_Written problem_
Format the entries below as a JSON list of strings, one string per line, skipping any blank lines.

Data entries:
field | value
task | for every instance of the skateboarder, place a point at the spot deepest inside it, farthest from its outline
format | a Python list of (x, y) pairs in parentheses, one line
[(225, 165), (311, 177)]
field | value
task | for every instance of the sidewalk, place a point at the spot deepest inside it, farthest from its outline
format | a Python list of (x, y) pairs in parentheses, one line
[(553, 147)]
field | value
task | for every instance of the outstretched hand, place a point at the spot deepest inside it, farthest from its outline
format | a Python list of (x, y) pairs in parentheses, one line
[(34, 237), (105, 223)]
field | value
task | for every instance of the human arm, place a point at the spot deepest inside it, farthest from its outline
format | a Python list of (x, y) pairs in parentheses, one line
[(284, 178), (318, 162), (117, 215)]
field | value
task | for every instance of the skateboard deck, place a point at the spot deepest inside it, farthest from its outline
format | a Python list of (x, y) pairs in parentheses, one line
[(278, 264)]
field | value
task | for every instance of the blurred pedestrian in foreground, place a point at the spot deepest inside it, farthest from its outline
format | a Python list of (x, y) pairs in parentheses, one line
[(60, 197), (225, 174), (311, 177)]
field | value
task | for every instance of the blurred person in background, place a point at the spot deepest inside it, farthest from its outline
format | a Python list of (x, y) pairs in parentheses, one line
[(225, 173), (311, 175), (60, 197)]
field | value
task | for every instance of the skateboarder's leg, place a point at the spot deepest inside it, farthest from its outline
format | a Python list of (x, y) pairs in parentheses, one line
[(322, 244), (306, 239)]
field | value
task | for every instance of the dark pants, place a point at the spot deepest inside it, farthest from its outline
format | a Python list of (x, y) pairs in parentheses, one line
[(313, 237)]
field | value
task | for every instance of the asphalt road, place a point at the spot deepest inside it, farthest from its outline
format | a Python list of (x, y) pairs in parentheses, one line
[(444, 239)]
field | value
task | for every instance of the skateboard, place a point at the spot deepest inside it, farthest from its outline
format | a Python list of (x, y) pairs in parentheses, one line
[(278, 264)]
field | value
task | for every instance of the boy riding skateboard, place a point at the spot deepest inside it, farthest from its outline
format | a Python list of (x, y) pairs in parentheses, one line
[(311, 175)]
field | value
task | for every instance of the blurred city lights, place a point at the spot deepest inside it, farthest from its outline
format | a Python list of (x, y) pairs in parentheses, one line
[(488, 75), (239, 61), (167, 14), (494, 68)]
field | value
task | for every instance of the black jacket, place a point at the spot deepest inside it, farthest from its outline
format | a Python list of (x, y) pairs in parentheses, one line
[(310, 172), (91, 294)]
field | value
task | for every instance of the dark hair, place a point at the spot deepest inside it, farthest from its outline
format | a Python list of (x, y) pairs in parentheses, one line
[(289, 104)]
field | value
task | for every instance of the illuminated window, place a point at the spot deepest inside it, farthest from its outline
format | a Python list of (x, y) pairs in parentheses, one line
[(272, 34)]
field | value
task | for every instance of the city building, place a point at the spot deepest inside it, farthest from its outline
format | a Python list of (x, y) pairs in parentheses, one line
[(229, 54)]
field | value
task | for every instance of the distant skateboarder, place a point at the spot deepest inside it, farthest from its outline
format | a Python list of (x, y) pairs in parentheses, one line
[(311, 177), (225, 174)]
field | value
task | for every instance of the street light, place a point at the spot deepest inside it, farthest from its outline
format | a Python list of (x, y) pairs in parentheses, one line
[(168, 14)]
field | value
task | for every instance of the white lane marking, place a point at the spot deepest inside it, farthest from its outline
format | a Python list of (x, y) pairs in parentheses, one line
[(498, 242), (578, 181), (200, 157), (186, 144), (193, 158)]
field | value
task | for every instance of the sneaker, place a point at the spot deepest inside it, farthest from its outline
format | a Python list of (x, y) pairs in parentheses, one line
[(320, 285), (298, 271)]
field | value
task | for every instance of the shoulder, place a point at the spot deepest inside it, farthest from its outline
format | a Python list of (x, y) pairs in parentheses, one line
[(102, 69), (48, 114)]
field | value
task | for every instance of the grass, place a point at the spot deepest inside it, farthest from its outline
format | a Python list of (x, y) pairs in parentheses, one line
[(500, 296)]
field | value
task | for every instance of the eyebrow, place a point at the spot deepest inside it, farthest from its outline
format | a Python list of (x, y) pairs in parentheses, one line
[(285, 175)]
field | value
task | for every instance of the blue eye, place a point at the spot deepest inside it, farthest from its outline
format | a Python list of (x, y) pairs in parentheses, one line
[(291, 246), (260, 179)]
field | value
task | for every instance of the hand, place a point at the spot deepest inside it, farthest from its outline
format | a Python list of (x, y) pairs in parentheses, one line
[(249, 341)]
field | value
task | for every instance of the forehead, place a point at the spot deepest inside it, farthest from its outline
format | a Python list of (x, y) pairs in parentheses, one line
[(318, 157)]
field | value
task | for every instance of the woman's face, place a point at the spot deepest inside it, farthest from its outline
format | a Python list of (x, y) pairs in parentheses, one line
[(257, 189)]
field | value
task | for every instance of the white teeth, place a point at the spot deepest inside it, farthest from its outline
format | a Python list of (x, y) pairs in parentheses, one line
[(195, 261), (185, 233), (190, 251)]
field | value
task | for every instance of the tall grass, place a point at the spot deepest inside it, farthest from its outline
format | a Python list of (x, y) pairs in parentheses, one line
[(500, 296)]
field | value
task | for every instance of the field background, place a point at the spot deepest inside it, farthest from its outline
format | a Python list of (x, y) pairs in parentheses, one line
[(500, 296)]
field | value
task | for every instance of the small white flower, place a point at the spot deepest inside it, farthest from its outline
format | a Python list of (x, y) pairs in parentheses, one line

_Written solution_
[
  "field | value",
  "task | for every instance of the skateboarder, place a point at the spot deepest inside it, farthest from its outline",
  "format | a Python list of (x, y) pairs in parentheses, one line",
  "[(225, 165), (311, 177)]",
  "field | value",
  "task | for every instance of the sidewalk, place a point at the spot deepest inside it, farthest from its outline",
  "format | a Python list of (x, y) pairs in parentheses, one line",
  "[(553, 147)]",
  "field | value",
  "task | for every instance of the outstretched hand, place a point at the spot deepest inside it, farthest from its outline",
  "format | a Python list of (x, y) pairs in parentheses, one line",
  "[(34, 237), (105, 223)]",
  "field | value",
  "task | for every instance of the human arm, place a point at the spot deepest inside it, farthest from its outline",
  "format | a Python list of (x, y) pairs in parentheses, one line",
  "[(284, 178), (318, 162), (117, 215)]",
  "field | value",
  "task | for every instance of the skateboard deck, place a point at the spot deepest inside it, farthest from its outline",
  "format | a Python list of (x, y) pairs in parentheses, one line",
  "[(278, 264)]",
  "field | value",
  "task | for every instance of the blurred pedestrian in foreground, place a point at the spot deepest inside it, farthest from its outline",
  "format | a Python list of (x, y) pairs in parentheses, one line",
  "[(60, 197), (225, 174), (311, 177)]",
  "field | value",
  "task | for every instance of the blurred person in background, place a point at the spot deepest inside it, farthest from its outline",
  "format | a Python list of (x, y) pairs in parentheses, one line",
  "[(225, 173), (311, 175), (60, 197)]",
  "field | value",
  "task | for every instance of the skateboarder's leg, place a point at the spot deepest inside it, farthest from its outline",
  "format | a Python list of (x, y) pairs in parentheses, one line",
  "[(322, 244), (306, 239)]",
  "field | value",
  "task | for every instance of the dark pants, place a point at the spot deepest inside it, farthest from its outline",
  "format | a Python list of (x, y) pairs in parentheses, one line",
  "[(313, 237)]",
  "field | value",
  "task | for every instance of the asphalt road, place a point at the spot deepest inside it, farthest from its outline",
  "format | a Python list of (x, y) pairs in parentheses, one line",
  "[(444, 239)]",
  "field | value",
  "task | for every instance of the skateboard, place a point at the spot deepest inside it, farthest from its outline",
  "format | a Python list of (x, y) pairs in parentheses, one line",
  "[(278, 264)]",
  "field | value",
  "task | for every instance of the boy riding skateboard, place a point at the spot deepest inside it, farthest from its outline",
  "format | a Python list of (x, y) pairs in parentheses, one line",
  "[(311, 175)]",
  "field | value",
  "task | for every instance of the blurred city lights, place a point at the spot deepest inside it, farthest from its outline",
  "format | a Python list of (x, y) pairs in parentheses, one line",
  "[(488, 75), (239, 61), (167, 14), (494, 68)]",
  "field | value",
  "task | for every instance of the black jacket, place a point at the spot deepest inside it, farthest from its outline",
  "format | a Python list of (x, y) pairs in parentheses, one line",
  "[(310, 172), (91, 294)]",
  "field | value",
  "task | for every instance of the dark hair, place a point at the spot deepest inside it, farthest from its outline",
  "format | a Python list of (x, y) pairs in parentheses, one line",
  "[(289, 104)]",
  "field | value",
  "task | for every instance of the illuminated window, place a point at the spot deepest inside it, farthest from its outline",
  "format | a Python list of (x, y) pairs in parentheses, one line",
  "[(272, 34)]",
  "field | value",
  "task | for every instance of the city building, place a point at the spot deepest inside it, farthest from its outline",
  "format | a Python list of (x, y) pairs in parentheses, one line",
  "[(229, 54)]",
  "field | value",
  "task | for every instance of the distant skateboarder, place a point at the spot deepest inside it, farthest from its outline",
  "format | a Python list of (x, y) pairs in parentheses, one line",
  "[(311, 177), (225, 174)]",
  "field | value",
  "task | for every instance of the street light, place a point at the spot deepest inside it, farthest from its outline",
  "format | a Python list of (x, y) pairs in parentheses, one line",
  "[(168, 14)]",
  "field | value",
  "task | for every instance of the white lane marking, place a point at the spot deepest inside it, farthest from its outline",
  "format | a Python list of (x, y) pairs in parentheses, one line",
  "[(498, 242), (578, 181), (200, 157), (186, 144), (193, 158)]",
  "field | value",
  "task | for every instance of the sneaker, place a point at the spot deepest inside it, farthest from its outline",
  "format | a Python list of (x, y) pairs in parentheses, one line",
  "[(320, 285), (298, 271)]",
  "field | value",
  "task | for every instance of the shoulder, place a point at the spot deepest inside it, farthest from its outline",
  "format | a Python list of (x, y) pairs in parentheses, one line",
  "[(102, 69), (48, 114)]",
  "field | value",
  "task | for every instance of the grass, place a point at the spot deepest inside it, farthest from its outline",
  "format | a Python list of (x, y) pairs in parentheses, one line",
  "[(500, 296)]",
  "field | value",
  "task | for every instance of the eyebrow, place a point at the spot deepest inside it, farthest from its outline",
  "format | a Python list of (x, y) pairs in parentheses, one line",
  "[(285, 175)]",
  "field | value",
  "task | for every instance of the blue eye, place a point at the spot deepest inside it, farthest from its outline",
  "format | a Python list of (x, y) pairs in parentheses, one line",
  "[(291, 246), (260, 179)]",
  "field | value",
  "task | for every instance of the hand, place a point at the spot deepest inside it, farthest from its outline",
  "format | a Python list of (x, y) pairs in parentheses, one line",
  "[(249, 341)]",
  "field | value",
  "task | for every instance of the forehead, place a point at the spot deepest inside it, farthest from its outline",
  "format | a Python list of (x, y) pairs in parentheses, one line",
  "[(318, 157)]",
  "field | value",
  "task | for every instance of the woman's face, place a point at the spot deepest inside it, farthest from its outline",
  "format | a Python list of (x, y) pairs in parentheses, one line",
  "[(257, 189)]",
  "field | value",
  "task | for every instance of the white teeth, place a point at the spot deepest inside it, farthest from its outline",
  "format | a Python list of (x, y) pairs in parentheses, one line",
  "[(195, 261), (185, 233), (190, 251)]",
  "field | value",
  "task | for every instance of the tall grass, place a point at the spot deepest inside it, farthest from its outline",
  "format | a Python list of (x, y) pairs in parentheses, one line",
  "[(500, 296)]",
  "field | value",
  "task | for every instance of the field background, place a point at the spot deepest inside it, farthest from its outline",
  "format | a Python list of (x, y) pairs in parentheses, one line",
  "[(500, 296)]",
  "field | value",
  "task | for every instance of the small white flower, place a point at the spot deepest inside it, farthest from its outline",
  "format | a Python list of (x, y) pairs in parentheses, one line"
]